YOUR GOAL ::
Render the records below as a two-column CSV with the header record_text,answer. Give one row per record, with its text and its answer each in a single quoted field and any line breaks replaced by spaces.

DATA EXTRACT ::

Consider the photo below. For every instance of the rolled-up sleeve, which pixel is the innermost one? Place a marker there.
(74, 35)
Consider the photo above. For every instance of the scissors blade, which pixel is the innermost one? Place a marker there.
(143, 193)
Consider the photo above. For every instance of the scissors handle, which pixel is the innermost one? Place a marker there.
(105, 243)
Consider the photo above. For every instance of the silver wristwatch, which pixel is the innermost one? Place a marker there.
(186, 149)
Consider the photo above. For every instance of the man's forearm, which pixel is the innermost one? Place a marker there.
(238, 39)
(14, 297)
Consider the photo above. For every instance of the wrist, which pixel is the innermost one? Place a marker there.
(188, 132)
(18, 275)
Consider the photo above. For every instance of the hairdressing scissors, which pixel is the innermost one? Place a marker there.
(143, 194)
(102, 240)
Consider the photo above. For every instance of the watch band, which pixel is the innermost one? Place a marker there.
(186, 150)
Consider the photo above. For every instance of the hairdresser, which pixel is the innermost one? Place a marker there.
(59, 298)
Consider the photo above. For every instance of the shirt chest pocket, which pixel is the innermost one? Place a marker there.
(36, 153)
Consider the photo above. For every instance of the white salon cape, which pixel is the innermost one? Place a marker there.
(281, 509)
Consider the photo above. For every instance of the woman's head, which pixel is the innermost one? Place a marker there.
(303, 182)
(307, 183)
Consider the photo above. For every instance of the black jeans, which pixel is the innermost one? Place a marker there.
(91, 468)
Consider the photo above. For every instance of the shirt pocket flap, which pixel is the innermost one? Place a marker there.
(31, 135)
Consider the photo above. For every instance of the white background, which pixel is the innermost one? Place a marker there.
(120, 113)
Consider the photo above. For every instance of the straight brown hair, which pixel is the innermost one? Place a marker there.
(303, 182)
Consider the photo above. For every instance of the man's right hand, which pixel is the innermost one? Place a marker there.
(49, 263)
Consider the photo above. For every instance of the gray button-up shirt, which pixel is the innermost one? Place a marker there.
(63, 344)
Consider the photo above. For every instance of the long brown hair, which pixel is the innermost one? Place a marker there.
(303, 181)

WRITTEN RESPONSE ::
record_text,answer
"Consider the photo below. For every instance of the rolled-up sleeve, which pixel is the innermost one? Place a marker there.","(74, 35)"
"Consider the photo above. For every instance of the scissors blade, which pixel is the innermost one? Place a marker there.","(143, 193)"
"Consider the photo above. For every instance of the scissors handle, which pixel is the innermost one? Place a marker there.","(105, 243)"
"Consider the photo above. For every instance of the silver wristwatch, which pixel is the innermost one? Place a marker there.","(186, 149)"
"Consider the photo above. For every instance of the man's forearm, which pixel is the innermost one? Place a marker there.","(238, 39) (14, 297)"
"Consider the photo above. For every instance of the wrist, which pixel is the innermost one? Place a marker there.","(188, 132) (18, 275)"
"Consider the photo above. For every instance of the hairdressing scissors, which pixel is the innermost one? Place a marker there.","(143, 194) (102, 240)"
"Consider the photo above. For every instance of the watch band, which pixel is the innermost one? Place a marker there.","(186, 150)"
"Consider the photo above. For every instance of the hairdresser, which pixel is the innermost one? Place a marker there.","(59, 298)"
"Consider the photo above. For every instance of the shirt chest pocket, which pixel is the innermost one? Place a marker there.","(36, 153)"
"Consider the photo above. For every instance of the white salon cape, which pixel is the innermost one? Place a marker there.","(281, 509)"
"Consider the photo above. For every instance of the woman's head, which pixel is the innermost one? Place a marker there.","(303, 182) (307, 183)"
"Consider the photo above. For every instance of the black jeans, which pixel is the innermost one? Place a marker there.","(91, 468)"
"Consider the photo above. For every instance of the shirt pocket flap, which pixel is the innermost one? Place a marker there.","(31, 135)"
"Consider the photo above. For every instance of the white background, which pixel is the innermost one? Place a marker there.","(120, 113)"
"Consider the photo above. For every instance of the straight brown hair, which pixel is the innermost one? Place a marker there.","(303, 182)"
"Consider the photo above. For every instance of the man's right hand, which pixel is the innermost one? Place a marker there.","(49, 263)"
"Consider the photo above. For every instance of the gray button-up shirt, which pixel is the innermost one? Place a marker there.","(63, 344)"
"Consider the photo above. For every instance of the long brown hair, which pixel is the innermost one? Place a marker there.","(303, 181)"